PROBLEM TO SOLVE:
Using the material below, return exactly the lines between the one holding "Where can the handwritten" and the one holding "Where can the pink price", inclusive, and no others.

SUPPLIED MATERIAL:
▼

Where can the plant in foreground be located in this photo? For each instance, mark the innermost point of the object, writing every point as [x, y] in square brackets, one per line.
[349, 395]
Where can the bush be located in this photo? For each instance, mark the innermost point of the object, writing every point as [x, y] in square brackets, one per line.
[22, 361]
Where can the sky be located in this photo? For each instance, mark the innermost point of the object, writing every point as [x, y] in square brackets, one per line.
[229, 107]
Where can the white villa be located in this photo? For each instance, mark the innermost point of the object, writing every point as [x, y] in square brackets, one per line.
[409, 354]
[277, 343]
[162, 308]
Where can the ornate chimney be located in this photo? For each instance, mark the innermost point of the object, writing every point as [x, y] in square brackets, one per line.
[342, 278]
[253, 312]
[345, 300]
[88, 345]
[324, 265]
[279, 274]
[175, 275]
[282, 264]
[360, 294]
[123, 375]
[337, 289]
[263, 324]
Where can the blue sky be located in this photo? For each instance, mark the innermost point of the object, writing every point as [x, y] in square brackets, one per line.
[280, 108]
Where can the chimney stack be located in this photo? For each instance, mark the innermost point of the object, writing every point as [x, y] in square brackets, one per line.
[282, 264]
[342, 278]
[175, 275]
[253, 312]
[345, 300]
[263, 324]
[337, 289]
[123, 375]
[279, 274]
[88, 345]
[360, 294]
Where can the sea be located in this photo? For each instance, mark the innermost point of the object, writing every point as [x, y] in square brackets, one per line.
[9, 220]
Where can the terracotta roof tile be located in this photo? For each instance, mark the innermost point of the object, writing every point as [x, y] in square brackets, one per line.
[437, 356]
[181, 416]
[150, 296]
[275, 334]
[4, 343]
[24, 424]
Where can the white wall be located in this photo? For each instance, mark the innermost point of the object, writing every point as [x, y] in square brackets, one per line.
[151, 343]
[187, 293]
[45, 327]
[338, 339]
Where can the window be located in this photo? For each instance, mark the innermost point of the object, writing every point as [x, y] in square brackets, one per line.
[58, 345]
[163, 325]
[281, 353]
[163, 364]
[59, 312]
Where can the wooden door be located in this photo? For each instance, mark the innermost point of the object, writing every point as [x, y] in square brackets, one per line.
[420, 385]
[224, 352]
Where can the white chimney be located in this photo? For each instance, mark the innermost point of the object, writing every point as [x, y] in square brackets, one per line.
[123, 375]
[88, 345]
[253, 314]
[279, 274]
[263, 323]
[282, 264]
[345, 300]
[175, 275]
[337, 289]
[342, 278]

▲
▼

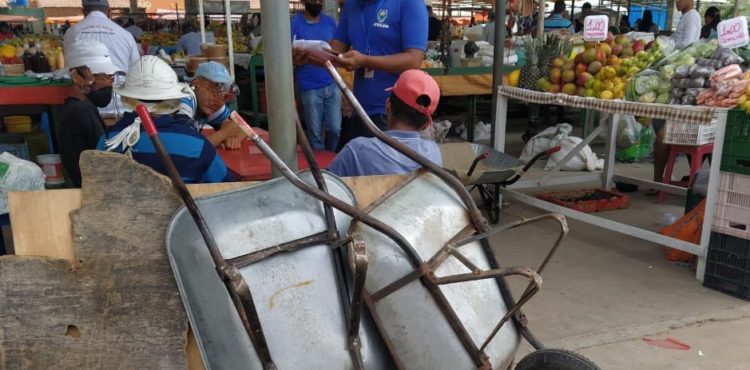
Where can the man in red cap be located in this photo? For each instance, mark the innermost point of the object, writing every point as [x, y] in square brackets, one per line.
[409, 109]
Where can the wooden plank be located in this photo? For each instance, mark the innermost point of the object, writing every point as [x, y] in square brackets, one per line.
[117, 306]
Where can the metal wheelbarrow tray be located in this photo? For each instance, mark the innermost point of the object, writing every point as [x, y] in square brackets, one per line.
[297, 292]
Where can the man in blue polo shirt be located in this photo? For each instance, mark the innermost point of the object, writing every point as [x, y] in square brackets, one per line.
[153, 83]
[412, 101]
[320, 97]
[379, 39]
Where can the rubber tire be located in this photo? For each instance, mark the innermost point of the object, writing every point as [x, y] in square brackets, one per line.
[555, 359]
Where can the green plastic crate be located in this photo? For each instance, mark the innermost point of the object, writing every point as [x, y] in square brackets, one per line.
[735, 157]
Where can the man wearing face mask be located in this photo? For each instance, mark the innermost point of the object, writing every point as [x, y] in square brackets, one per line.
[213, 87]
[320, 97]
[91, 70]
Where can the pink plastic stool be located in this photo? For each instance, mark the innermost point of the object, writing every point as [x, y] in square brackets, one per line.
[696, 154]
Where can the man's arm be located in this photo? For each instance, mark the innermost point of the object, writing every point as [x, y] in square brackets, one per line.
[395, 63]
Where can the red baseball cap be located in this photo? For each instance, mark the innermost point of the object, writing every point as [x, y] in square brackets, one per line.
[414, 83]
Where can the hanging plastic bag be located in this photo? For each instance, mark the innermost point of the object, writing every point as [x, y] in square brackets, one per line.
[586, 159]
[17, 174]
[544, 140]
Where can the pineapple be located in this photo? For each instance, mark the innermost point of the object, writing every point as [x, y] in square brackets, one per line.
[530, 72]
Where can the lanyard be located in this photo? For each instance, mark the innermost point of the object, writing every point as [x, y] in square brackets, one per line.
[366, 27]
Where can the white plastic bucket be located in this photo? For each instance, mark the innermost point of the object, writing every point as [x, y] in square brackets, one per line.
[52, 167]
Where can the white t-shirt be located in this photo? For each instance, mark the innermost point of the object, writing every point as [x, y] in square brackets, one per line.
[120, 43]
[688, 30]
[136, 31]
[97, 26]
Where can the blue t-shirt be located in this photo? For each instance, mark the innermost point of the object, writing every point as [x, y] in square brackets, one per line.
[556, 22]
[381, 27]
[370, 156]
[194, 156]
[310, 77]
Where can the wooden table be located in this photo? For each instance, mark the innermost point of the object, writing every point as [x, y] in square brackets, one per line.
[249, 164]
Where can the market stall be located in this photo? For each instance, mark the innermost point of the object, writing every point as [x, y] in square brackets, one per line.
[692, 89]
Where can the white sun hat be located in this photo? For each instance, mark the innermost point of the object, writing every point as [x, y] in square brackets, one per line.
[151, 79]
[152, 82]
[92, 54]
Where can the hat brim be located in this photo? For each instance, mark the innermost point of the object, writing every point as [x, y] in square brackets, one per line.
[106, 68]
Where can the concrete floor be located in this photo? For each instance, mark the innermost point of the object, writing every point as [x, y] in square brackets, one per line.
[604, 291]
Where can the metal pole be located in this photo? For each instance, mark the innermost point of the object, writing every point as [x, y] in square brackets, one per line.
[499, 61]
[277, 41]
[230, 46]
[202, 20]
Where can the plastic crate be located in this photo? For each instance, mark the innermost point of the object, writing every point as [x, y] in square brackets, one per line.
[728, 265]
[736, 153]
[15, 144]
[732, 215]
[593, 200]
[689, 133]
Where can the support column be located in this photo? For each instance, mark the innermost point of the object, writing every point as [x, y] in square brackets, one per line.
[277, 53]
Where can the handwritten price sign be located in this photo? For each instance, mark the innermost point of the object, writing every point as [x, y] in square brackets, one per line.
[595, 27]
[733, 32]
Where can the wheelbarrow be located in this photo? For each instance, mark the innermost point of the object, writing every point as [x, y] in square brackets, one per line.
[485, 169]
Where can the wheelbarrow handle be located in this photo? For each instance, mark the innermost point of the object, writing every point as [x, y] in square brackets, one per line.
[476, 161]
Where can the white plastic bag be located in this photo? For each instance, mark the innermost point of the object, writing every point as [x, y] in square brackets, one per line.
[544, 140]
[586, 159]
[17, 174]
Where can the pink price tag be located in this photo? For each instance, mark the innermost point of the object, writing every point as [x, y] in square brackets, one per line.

▲

REPLY TO THE EXERCISE:
Where can the handwritten price sign be located in this photo? For each instance, mark the innermost point of the object, writing every point as [x, y] in square brackets, one per line.
[595, 27]
[733, 32]
Where can the wheelbarrow be located in this photo? For each instance, mark the innermost point of the object, writing every point as [x, y] in square brackets, one per line.
[485, 169]
Where can the wheelbarrow handle be located in this photo? For each instance, mark the innermost point of the object, writing every point as [x, y] in square brackets, one per line.
[476, 161]
Where can the white plastic bag be located in this photo? For each instance, mark the innermost point of the object, writing every point as [x, y] in square brackets, one per line.
[544, 140]
[586, 159]
[17, 174]
Where can the pink price tag be located in this photo? For each instance, mark the innermost point of the object, writing every point as [x, y] in square brackets, one per line.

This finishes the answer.